** The request **
Copy the material below in full, substituting "wiper blade" for each instance of "windshield wiper". Keep everything else as it is.

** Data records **
-*-*-

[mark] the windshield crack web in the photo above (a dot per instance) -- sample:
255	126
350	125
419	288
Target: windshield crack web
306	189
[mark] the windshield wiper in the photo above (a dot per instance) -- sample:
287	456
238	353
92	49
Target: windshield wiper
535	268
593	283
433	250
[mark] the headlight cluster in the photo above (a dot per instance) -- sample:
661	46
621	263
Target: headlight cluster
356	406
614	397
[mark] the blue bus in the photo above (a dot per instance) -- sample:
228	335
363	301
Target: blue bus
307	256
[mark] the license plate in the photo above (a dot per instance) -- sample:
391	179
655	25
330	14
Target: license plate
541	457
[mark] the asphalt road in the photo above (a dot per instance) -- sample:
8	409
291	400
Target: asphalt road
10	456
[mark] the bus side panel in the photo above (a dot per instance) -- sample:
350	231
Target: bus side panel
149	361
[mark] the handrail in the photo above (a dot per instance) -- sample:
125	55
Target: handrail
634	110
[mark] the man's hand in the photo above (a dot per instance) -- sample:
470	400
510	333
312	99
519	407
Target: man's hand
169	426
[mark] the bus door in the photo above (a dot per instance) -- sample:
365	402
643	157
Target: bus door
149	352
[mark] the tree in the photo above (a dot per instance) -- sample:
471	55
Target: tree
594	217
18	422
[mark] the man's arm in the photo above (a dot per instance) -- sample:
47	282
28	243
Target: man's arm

-*-*-

** Exercise output **
[mark] the windshield crack web in the photo above (a dot per instance) -- sample:
255	126
350	125
419	288
Target: windshield crack web
306	189
[mark] the wiper blade in the photo above (a dot per instance) -- sample:
287	456
238	353
92	49
Target: wiper blade
535	268
593	283
433	250
[mark] the headlight cluster in the photo above (a dot per instance) -- sample:
661	46
621	263
Target: headlight cluster
356	406
614	397
[mark] the blue bus in the photo above (a dot per instance) -- sample:
228	335
363	301
Target: blue bus
307	256
[mark] the license plate in the photo above (a dot per instance) -- sample:
391	179
655	25
330	14
Target: license plate
541	457
[mark] the asphalt road in the photo above (a dot per instance) -- sample:
8	409
291	400
Target: asphalt road
10	456
[mark] the bus side panel in the photo above (a dot per instance) -- sample:
350	231
Target: bus side panel
149	361
[mark] the handrail in the photo above (a dot per instance) -- sample:
125	55
Target: handrail
634	110
[mark] the man's hand in the photo above (a dot per instance) -- sample:
470	400
510	333
312	99
519	407
Target: man's hand
169	426
[mark] the bus door in the photo above (a dot per instance) -- sample:
365	402
643	157
Target: bus door
149	352
[mark] the tree in the photo above (a dot per instance) -- sample:
471	55
Target: tree
594	217
18	422
[mark] the man's arm in the photo above (a dot per instance) -- sample:
47	282
28	243
Target: man's arm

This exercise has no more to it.